Stored data
┌──
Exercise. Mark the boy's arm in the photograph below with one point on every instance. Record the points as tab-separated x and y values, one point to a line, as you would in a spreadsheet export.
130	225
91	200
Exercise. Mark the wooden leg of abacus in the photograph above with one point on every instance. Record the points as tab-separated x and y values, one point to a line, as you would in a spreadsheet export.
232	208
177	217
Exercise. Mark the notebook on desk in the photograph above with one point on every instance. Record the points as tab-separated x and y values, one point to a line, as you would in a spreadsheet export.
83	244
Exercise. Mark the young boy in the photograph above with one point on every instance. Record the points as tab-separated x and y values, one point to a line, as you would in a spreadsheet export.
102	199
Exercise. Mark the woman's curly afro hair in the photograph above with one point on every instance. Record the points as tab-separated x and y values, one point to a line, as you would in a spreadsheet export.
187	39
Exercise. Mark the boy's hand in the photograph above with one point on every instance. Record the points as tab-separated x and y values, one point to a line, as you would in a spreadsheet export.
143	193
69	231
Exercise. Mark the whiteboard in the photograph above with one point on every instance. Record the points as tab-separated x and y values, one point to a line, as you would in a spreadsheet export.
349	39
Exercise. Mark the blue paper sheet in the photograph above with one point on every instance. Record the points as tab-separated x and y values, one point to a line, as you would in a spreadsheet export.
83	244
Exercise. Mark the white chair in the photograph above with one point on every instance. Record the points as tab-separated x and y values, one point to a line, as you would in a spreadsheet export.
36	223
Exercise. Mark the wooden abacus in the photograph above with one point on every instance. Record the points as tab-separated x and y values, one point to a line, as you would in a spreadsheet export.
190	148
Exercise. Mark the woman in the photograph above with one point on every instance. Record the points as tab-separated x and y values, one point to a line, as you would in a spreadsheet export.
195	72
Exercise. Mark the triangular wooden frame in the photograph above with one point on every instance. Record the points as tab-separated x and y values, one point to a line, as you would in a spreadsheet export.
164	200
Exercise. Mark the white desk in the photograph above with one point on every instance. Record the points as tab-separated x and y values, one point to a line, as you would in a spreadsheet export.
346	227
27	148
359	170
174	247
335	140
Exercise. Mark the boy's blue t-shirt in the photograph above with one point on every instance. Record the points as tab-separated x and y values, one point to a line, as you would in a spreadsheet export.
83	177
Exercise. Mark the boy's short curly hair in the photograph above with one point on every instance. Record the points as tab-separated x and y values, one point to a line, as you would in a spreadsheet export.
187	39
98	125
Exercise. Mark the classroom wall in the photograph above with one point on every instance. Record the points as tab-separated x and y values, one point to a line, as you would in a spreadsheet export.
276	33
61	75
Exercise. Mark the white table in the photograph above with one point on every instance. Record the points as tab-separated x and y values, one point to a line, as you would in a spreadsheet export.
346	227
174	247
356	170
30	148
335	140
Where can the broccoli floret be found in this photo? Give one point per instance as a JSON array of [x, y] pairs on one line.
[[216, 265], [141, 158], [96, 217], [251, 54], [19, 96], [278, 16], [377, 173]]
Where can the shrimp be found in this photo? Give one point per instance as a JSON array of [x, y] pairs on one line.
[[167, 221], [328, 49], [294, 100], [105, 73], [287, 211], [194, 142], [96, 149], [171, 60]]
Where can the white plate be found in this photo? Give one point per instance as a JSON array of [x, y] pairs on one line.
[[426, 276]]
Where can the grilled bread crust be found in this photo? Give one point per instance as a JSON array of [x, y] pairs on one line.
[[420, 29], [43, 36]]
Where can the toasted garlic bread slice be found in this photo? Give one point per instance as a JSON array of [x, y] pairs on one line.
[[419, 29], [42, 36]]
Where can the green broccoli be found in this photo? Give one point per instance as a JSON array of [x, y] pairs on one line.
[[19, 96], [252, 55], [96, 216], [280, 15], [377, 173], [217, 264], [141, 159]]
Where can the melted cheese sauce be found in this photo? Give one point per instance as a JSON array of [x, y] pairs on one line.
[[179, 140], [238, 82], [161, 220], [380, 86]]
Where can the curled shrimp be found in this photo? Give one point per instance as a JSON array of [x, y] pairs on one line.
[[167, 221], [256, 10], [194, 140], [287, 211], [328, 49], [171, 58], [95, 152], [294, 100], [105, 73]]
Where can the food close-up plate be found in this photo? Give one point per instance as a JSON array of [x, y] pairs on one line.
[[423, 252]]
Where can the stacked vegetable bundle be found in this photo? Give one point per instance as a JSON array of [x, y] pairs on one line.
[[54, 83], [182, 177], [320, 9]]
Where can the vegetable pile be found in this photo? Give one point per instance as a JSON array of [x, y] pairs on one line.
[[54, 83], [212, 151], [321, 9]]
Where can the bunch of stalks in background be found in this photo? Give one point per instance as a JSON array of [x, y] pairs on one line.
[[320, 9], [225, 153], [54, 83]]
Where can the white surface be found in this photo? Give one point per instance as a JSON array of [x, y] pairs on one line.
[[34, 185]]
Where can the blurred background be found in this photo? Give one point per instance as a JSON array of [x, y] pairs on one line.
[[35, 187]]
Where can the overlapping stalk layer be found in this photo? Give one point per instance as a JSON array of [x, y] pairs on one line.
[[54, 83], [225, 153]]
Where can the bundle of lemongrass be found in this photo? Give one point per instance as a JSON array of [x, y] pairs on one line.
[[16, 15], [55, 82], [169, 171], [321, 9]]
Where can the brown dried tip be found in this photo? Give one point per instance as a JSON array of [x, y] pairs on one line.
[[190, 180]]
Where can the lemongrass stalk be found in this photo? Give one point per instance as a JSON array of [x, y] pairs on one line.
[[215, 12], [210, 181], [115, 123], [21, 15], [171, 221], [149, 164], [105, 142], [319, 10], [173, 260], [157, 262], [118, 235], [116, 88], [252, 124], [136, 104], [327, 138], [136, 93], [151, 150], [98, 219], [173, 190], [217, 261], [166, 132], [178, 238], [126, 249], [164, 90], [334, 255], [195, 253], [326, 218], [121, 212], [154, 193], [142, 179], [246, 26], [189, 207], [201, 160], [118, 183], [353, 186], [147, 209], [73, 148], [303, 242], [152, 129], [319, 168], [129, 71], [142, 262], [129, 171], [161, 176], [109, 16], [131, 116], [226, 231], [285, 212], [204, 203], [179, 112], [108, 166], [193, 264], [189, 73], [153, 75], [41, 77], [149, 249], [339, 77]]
└──
Problem
Once you have read the entries, repeat them all exactly.

Output below
Exercise. Mark the boy's arm in the photograph below with one point on every instance. Record the points as tab-separated x and y values, one point to a line, as you would in a spreadsheet export.
130	225
91	200
Exercise. Mark the wooden leg of abacus in the photograph above with one point on every instance. Record the points as tab-separated x and y values, one point to a line, as you would in a spreadsheet export.
232	208
177	217
Exercise. Mark the notebook on desk in the photograph above with one point on every instance. Record the points as tab-separated x and y values, one point to a line, as you would in a spreadsheet export.
83	244
Exercise. Mark the young boy in the photograph above with one point on every instance. Record the points as tab-separated x and y values, one point to a line, as you would in a spreadsheet export.
102	199
Exercise. Mark the woman's curly afro hair in the photograph above with one point on every instance. Record the points as tab-separated x and y values, one point to a line, as you would in a spreadsheet export.
187	39
Exercise. Mark the boy's hand in the photograph above with one point on every instance. Record the points as tab-separated x and y values, one point to a line, as you would in a spreadsheet export.
143	193
69	231
Exercise. Mark the whiteboard in the photograph above with one point on every instance. Record the points as tab-separated x and y values, one point to a line, as you would in a spreadsheet export.
349	39
Exercise. Mark the blue paper sheet in the photograph above with one point on every instance. Record the points as tab-separated x and y values, one point to a line, as you would in a spreadsheet export.
83	244
Exercise. Mark the white chair in the photograph above with one point on every instance. Record the points as tab-separated x and y values, one point to a line, as you would in a spreadsheet export.
36	223
Exercise. Mark the wooden abacus in the photograph above with one point on every instance. Record the points as tab-separated x and y values, one point to a line, as you would in a spreadsheet export.
190	148
Exercise. Mark the woman in the photograph above with one point on every instance. Record the points as tab-separated x and y values, one point to a line, as you would in a spreadsheet export.
195	72
Exercise. Mark the triangular wooden frame in the photograph above with one point on every instance. Record the points as tab-separated x and y values, one point to a line, as you would in a spreadsheet export.
164	200
Exercise. Mark the white desk in the photograph above with one point on every instance. Record the points as tab-separated x and y values, one point to a line, as you would in a spreadsheet export.
346	227
27	148
359	170
174	247
335	140
Exercise. Mark the boy's blue t-shirt in the photograph above with one point on every instance. Record the points as tab-separated x and y values, one point to a line, as you would in a spreadsheet export.
83	177
Exercise. Mark the boy's short curly hair in the photograph above with one point on every instance. Record the points as tab-separated x and y values, one point to a line, as you would in a spreadsheet export.
187	39
98	125
Exercise. Mark the classroom wall in the photograph above with one point on every instance. Record the points as tab-separated x and y values, one point to a line, as you would in a spreadsheet export.
276	33
61	75
Exercise. Mark the white table in the photograph above with one point on every instance. Record the points as tab-separated x and y values, one point to a line, as you would in a spreadsheet export.
346	227
174	247
356	170
30	148
335	140
Where can the broccoli floret be found in this photo? Give one point per instance as a JSON array of [x, y] pairs on one line.
[[216, 265], [141, 158], [96, 217], [251, 54], [19, 96], [278, 16], [377, 173]]
Where can the shrimp be found in this photo? Give one point per instance as a JSON array of [x, y] pairs on one line.
[[167, 221], [328, 49], [294, 100], [105, 73], [287, 211], [194, 142], [96, 149], [171, 60]]
Where can the white plate be found in this photo? Give one point per instance as a JSON array of [x, y] pairs on one line.
[[426, 276]]
Where can the grilled bread crust be found in this photo? Give one point per instance as a JSON array of [x, y] pairs on one line.
[[420, 29], [43, 36]]
Where can the toasted garlic bread slice be found in this photo? Give one point per instance as a JSON array of [x, y] pairs on one line.
[[419, 29], [42, 36]]
Where can the green broccoli be found in this photo? Give one point per instance as a JSON array of [x, y] pairs on one line.
[[19, 96], [252, 55], [96, 216], [280, 15], [377, 173], [217, 264], [141, 159]]
Where can the melted cheese sauce be found in this photo? Give one point per instance as a JSON array of [x, y] pairs on one line.
[[179, 140], [238, 82], [161, 220], [380, 86]]
Where can the curled shrimp be found in this photo? Give one point per instance as a JSON array of [x, y] pairs on one line.
[[167, 221], [256, 10], [194, 140], [287, 211], [328, 49], [171, 58], [95, 152], [294, 100], [105, 73]]
Where can the food close-up plate be found in this photo? Give one point per instance as a JSON array of [x, y] pairs on one line.
[[423, 252]]
Where can the stacked vegetable bundle be found in this photo? Give one point per instance as a JSON array of [x, y] pairs on one line.
[[54, 83], [182, 177], [320, 9]]
Where can the vegetable pile be found in this photo? Give one point per instance as a JSON array of [x, y] pairs on one line.
[[54, 83], [212, 151], [321, 9]]
Where can the bunch of stalks in background be found in this photo? Give one point per instance as a JSON array of [x, y] pairs on one line.
[[320, 9], [225, 153], [54, 83]]
Where can the white surface be found in this photo? Give one point per instance as a JSON array of [x, y] pairs on one line.
[[34, 185]]
Where can the blurred background be found in this photo? Give one point per instance as a JSON array of [x, y] pairs on one line.
[[35, 187]]
Where can the overlapping stalk layer be found in this photo? Give one point per instance as a JSON array of [x, y] pairs on one line.
[[54, 83], [225, 153]]
Where can the bundle of lemongrass be found in this photo? Give one point per instance as a JSON array of [x, y] pairs on one line.
[[16, 15], [55, 82], [169, 171], [321, 9]]
Where can the brown dried tip be found in this photo? Give one point per instance as a JSON array of [x, y] pairs on one line.
[[190, 180]]
Where can the lemongrass stalk be found in this photo? Give one point per instance as a JSON array of [x, y] pairs on one line.
[[215, 12], [210, 181], [115, 123], [21, 15], [171, 221], [149, 164], [105, 142], [319, 10], [173, 260], [157, 262], [118, 235], [116, 88], [252, 124], [136, 104], [327, 138], [136, 93], [151, 150], [98, 219], [173, 190], [217, 261], [166, 132], [178, 238], [126, 249], [164, 90], [334, 255], [195, 253], [326, 218], [121, 212], [154, 193], [142, 179], [246, 26], [189, 207], [201, 160], [118, 183], [353, 186], [147, 209], [73, 148], [303, 242], [152, 129], [319, 168], [129, 71], [142, 262], [129, 171], [161, 176], [109, 16], [131, 116], [226, 231], [285, 212], [204, 203], [179, 112], [108, 166], [193, 264], [189, 73], [153, 75], [41, 77], [149, 249], [339, 77]]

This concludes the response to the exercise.